Moreover, the toners of the invention exhibit low minimum fixing temperatures, such as from about 80° C. to about 130° C. Further, the toners have a superior fusing latitude, in particular of 100° C. or more.
In a still further embodiment, a developer comprising the toners of embodiments and a carrier is achieved.
In still further embodiments, processes of forming the toners are described. For example, a process for preparing the toner may comprise forming an emulsion comprising submicron crystalline sulfonated polyester particles, mixing a colorant, and optionally a wax, with the emulsion, adding an aggregating agent to the mixture, wherein the aggregating agent comprises a multivalent salt or a divalent salt, aggregating the mixture to form toner particles, wherein the crystalline sulfonated polyester comprises 90% by weight or more of the toner's binder, and coalescing the toner particles to form coalesced toner particles having an average particle size of about 6 to about 11 microns.

### Records provided
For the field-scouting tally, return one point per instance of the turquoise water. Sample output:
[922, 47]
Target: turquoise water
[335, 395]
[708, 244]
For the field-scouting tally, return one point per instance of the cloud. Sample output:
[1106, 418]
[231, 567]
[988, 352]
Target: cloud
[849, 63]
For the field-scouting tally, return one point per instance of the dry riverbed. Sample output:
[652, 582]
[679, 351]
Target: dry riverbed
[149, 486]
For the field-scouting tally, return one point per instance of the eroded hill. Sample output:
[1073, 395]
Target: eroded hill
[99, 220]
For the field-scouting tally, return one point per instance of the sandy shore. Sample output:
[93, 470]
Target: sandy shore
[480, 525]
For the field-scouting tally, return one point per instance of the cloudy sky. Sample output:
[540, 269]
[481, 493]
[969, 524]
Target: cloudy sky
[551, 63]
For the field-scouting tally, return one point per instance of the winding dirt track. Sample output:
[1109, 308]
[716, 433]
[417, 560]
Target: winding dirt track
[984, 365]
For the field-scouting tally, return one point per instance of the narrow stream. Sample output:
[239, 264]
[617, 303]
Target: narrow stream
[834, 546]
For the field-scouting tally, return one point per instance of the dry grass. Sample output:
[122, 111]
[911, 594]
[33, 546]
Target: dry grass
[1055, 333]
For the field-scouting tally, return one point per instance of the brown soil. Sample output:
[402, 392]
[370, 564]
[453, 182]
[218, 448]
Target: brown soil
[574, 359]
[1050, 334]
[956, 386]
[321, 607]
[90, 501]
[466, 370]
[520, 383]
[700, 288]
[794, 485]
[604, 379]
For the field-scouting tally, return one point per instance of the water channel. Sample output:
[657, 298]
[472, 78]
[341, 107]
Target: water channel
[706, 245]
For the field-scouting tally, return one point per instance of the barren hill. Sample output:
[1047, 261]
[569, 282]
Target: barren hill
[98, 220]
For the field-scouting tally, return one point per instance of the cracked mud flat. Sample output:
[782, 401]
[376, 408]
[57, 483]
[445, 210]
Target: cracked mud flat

### Short problem A
According to the toner passage, what range of minimum fixing temperatures do the toners show?
### Short problem B
Tally the lines of the listing that contain the string "grass", treating case as significant, and reply with the number only.

### Task output A
From about 80° C. to about 130° C.

### Task output B
2